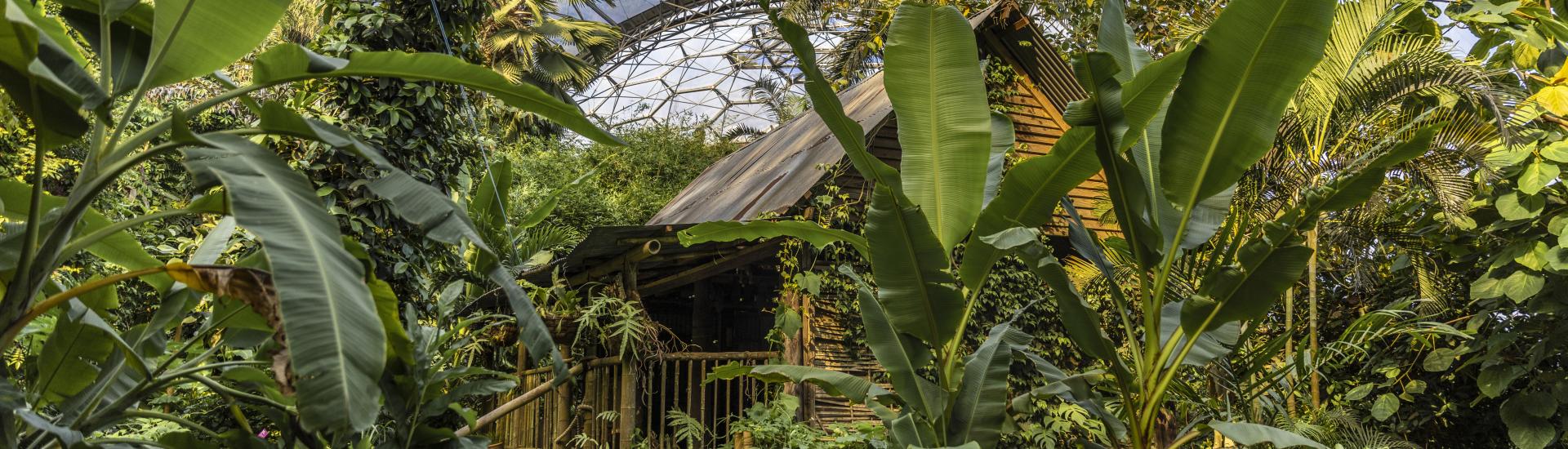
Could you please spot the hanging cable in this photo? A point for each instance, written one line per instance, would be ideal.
(490, 175)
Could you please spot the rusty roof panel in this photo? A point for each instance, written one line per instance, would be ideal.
(778, 170)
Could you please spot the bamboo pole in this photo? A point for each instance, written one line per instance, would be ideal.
(518, 402)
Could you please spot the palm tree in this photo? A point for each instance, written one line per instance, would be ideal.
(1375, 81)
(532, 41)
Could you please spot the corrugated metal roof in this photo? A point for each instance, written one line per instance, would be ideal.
(778, 170)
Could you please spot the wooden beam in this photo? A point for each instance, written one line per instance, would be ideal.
(518, 402)
(692, 275)
(617, 265)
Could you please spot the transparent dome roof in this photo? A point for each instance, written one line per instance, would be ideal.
(693, 60)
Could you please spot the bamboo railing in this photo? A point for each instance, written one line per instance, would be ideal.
(613, 402)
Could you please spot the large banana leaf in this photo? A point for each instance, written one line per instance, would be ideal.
(1029, 197)
(71, 357)
(292, 63)
(1002, 140)
(1237, 83)
(194, 38)
(1116, 40)
(1078, 318)
(336, 343)
(980, 406)
(849, 387)
(1256, 433)
(41, 73)
(902, 357)
(1134, 207)
(414, 202)
(1147, 96)
(1271, 263)
(944, 127)
(1209, 346)
(488, 209)
(911, 270)
(808, 231)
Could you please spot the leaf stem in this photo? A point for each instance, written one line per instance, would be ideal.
(172, 418)
(60, 299)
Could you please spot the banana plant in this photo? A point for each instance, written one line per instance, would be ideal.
(325, 311)
(1172, 136)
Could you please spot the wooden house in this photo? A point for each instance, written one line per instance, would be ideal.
(719, 297)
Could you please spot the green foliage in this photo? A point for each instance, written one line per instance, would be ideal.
(306, 300)
(632, 181)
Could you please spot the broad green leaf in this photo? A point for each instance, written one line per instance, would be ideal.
(1249, 433)
(1520, 206)
(980, 404)
(488, 209)
(911, 270)
(1147, 96)
(1029, 198)
(412, 200)
(1078, 318)
(1360, 391)
(42, 76)
(1002, 140)
(1526, 416)
(118, 248)
(1413, 148)
(1440, 360)
(1552, 98)
(1537, 176)
(808, 231)
(902, 357)
(530, 327)
(71, 357)
(1208, 347)
(1521, 286)
(194, 38)
(1493, 380)
(1508, 156)
(1245, 291)
(1532, 255)
(1385, 407)
(944, 126)
(1126, 190)
(1486, 287)
(1237, 83)
(100, 300)
(127, 51)
(292, 63)
(336, 343)
(1557, 151)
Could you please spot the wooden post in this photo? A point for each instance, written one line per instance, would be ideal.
(627, 421)
(562, 401)
(627, 384)
(703, 318)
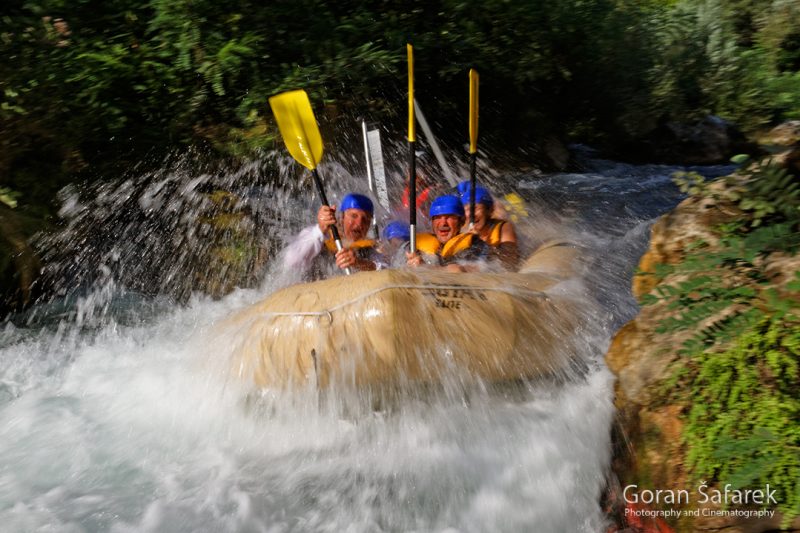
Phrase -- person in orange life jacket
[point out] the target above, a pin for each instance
(358, 252)
(447, 244)
(498, 234)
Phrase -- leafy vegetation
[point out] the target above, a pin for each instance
(87, 88)
(739, 370)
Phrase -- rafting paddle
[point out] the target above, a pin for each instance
(301, 135)
(412, 160)
(473, 141)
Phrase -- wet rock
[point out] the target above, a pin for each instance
(650, 448)
(709, 141)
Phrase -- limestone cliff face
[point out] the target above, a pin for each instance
(650, 449)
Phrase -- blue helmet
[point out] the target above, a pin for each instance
(356, 201)
(482, 196)
(446, 205)
(396, 230)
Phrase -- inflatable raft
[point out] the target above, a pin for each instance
(406, 326)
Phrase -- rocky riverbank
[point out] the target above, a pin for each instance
(707, 373)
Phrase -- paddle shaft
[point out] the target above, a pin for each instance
(473, 157)
(324, 199)
(412, 195)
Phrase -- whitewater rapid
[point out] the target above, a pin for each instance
(134, 424)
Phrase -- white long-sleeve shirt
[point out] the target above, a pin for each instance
(300, 254)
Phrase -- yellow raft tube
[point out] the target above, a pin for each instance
(395, 327)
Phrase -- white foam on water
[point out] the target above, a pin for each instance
(141, 426)
(140, 429)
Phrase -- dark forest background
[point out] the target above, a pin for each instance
(88, 87)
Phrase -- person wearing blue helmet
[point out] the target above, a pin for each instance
(498, 234)
(358, 253)
(447, 243)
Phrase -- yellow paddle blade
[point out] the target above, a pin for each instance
(298, 127)
(473, 110)
(515, 206)
(412, 131)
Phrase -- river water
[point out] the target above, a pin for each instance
(118, 414)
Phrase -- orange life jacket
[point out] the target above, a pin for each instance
(457, 244)
(428, 244)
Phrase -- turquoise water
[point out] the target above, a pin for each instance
(118, 411)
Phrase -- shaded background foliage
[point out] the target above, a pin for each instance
(90, 88)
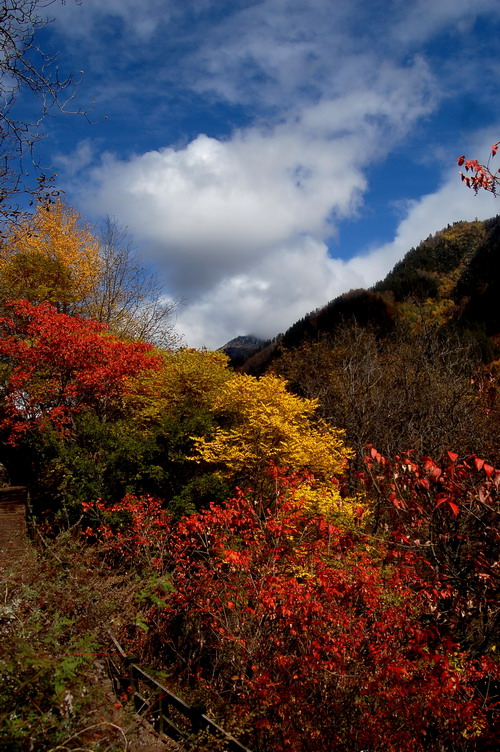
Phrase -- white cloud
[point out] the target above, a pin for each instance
(425, 18)
(240, 224)
(218, 207)
(293, 281)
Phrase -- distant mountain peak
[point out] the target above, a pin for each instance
(242, 347)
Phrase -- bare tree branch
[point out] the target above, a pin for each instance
(26, 70)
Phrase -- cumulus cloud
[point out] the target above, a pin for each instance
(218, 207)
(240, 223)
(293, 281)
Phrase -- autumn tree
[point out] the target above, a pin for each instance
(51, 257)
(299, 633)
(55, 257)
(26, 71)
(419, 389)
(480, 176)
(127, 297)
(260, 422)
(55, 365)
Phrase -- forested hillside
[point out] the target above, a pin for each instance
(452, 278)
(311, 554)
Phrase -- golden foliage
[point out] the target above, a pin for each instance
(262, 423)
(191, 377)
(53, 257)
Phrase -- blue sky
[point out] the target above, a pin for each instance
(268, 155)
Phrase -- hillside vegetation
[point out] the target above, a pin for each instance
(311, 553)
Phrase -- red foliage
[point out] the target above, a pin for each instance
(447, 511)
(317, 638)
(481, 177)
(58, 364)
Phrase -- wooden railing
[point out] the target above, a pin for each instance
(161, 708)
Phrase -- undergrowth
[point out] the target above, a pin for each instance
(57, 605)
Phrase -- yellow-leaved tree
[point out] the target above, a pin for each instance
(188, 381)
(51, 257)
(260, 423)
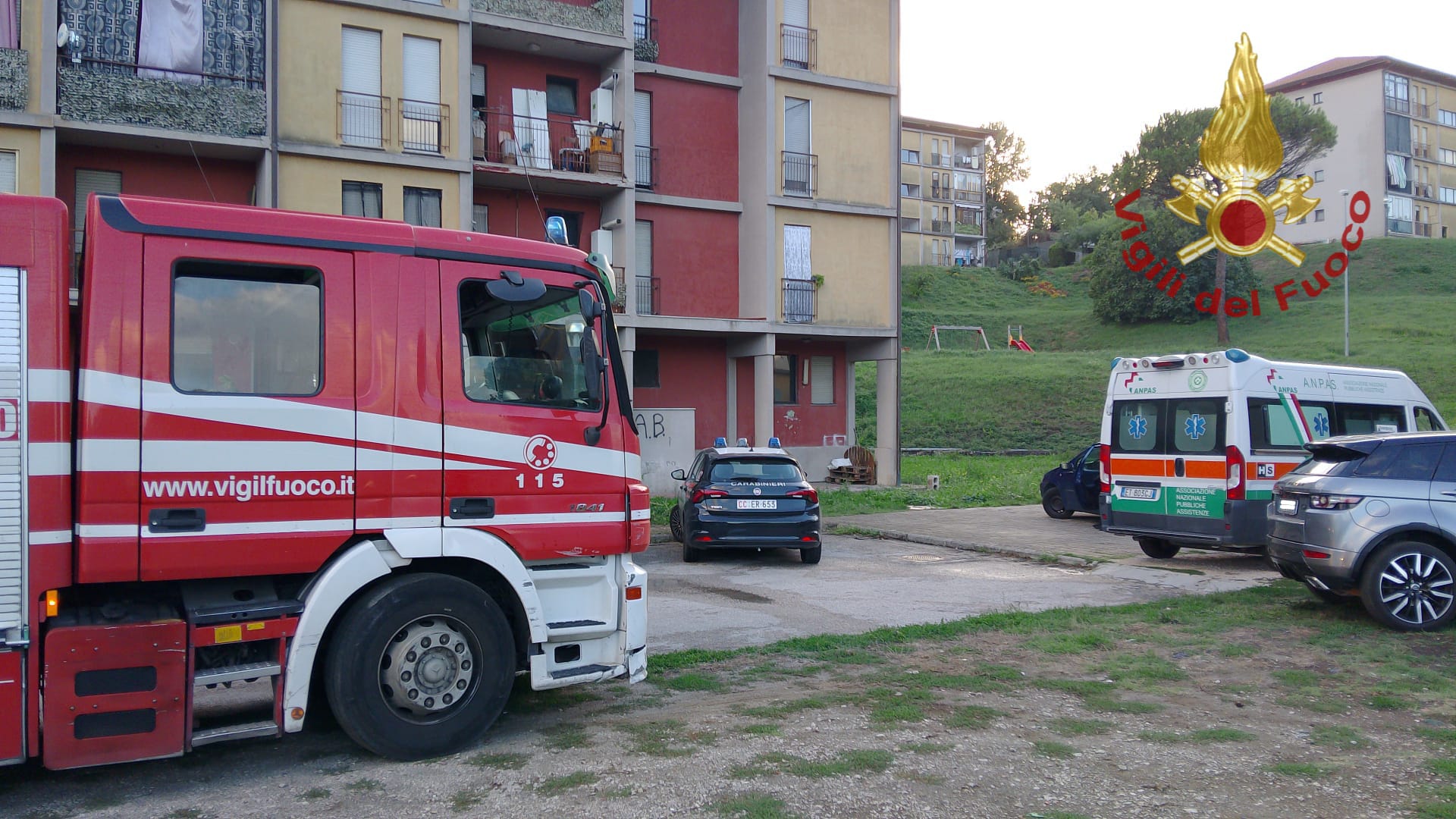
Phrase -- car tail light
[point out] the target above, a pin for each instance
(1334, 502)
(1235, 485)
(701, 494)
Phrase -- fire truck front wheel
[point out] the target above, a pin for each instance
(419, 667)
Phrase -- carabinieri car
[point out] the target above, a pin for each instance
(746, 497)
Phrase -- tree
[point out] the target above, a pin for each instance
(1005, 164)
(1171, 148)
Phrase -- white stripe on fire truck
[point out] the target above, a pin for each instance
(47, 460)
(50, 387)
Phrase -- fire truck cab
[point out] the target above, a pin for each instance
(261, 461)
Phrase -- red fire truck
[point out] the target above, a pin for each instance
(271, 463)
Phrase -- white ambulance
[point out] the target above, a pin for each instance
(1193, 444)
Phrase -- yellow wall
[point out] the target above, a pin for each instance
(854, 38)
(27, 143)
(309, 44)
(316, 186)
(852, 256)
(849, 136)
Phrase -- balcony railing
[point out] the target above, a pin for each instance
(799, 300)
(645, 168)
(424, 127)
(800, 47)
(552, 143)
(648, 287)
(800, 174)
(644, 33)
(363, 120)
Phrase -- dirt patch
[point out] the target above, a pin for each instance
(1257, 703)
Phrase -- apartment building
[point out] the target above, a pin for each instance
(943, 194)
(1397, 142)
(734, 161)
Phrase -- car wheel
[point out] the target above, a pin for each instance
(1158, 548)
(1410, 586)
(1053, 506)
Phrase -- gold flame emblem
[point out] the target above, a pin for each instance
(1242, 149)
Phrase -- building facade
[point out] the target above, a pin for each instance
(943, 194)
(1397, 143)
(736, 161)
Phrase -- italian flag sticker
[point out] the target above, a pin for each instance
(1296, 416)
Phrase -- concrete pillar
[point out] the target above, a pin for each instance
(762, 400)
(887, 422)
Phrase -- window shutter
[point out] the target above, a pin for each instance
(821, 379)
(642, 117)
(8, 171)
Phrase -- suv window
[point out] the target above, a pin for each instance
(1413, 463)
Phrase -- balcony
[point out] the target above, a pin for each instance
(645, 168)
(644, 34)
(799, 300)
(603, 17)
(799, 46)
(800, 171)
(648, 295)
(552, 143)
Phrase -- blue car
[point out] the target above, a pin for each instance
(1072, 487)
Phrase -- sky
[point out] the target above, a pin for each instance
(1079, 80)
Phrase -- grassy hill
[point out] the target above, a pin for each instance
(1402, 314)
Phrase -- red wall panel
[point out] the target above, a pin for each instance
(695, 254)
(695, 130)
(698, 36)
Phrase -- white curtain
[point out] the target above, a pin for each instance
(171, 38)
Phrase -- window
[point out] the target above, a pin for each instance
(422, 207)
(525, 353)
(364, 199)
(785, 384)
(561, 96)
(8, 171)
(821, 379)
(246, 330)
(644, 369)
(573, 224)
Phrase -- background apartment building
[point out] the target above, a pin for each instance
(736, 161)
(1397, 142)
(943, 194)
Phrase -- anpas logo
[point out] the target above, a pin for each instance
(1242, 150)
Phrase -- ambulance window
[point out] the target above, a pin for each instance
(1197, 425)
(525, 352)
(246, 330)
(1365, 419)
(1138, 425)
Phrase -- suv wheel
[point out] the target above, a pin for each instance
(1410, 586)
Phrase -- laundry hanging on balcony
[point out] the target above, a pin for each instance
(171, 38)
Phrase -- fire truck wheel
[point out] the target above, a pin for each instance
(419, 667)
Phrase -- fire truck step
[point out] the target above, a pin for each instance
(242, 730)
(231, 673)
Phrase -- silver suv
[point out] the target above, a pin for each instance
(1373, 516)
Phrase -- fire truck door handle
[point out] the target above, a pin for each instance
(177, 521)
(472, 507)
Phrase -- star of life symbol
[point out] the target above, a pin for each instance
(1242, 149)
(541, 452)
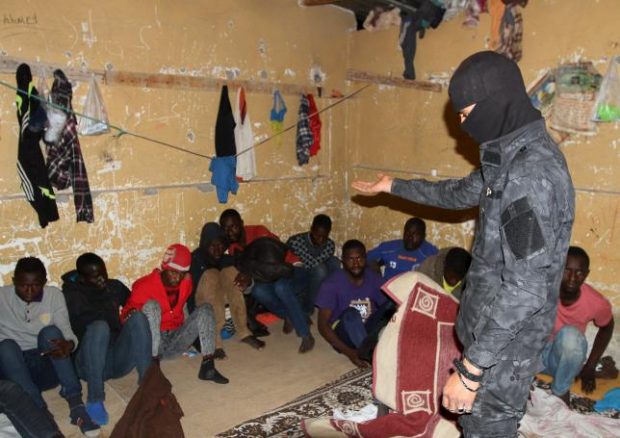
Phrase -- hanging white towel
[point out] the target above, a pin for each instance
(244, 139)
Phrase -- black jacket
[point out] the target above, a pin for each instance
(526, 206)
(87, 304)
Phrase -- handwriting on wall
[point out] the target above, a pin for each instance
(28, 20)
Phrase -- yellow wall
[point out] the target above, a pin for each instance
(401, 131)
(138, 209)
(408, 133)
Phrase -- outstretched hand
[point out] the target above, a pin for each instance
(383, 184)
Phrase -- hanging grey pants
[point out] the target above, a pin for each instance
(172, 343)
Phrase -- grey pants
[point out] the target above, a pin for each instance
(172, 343)
(500, 402)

————

### [TASK INSTRUCTIONS]
How many lines in the data above contain the string "wall"? Reply with only the number.

### [TASK RESULT]
4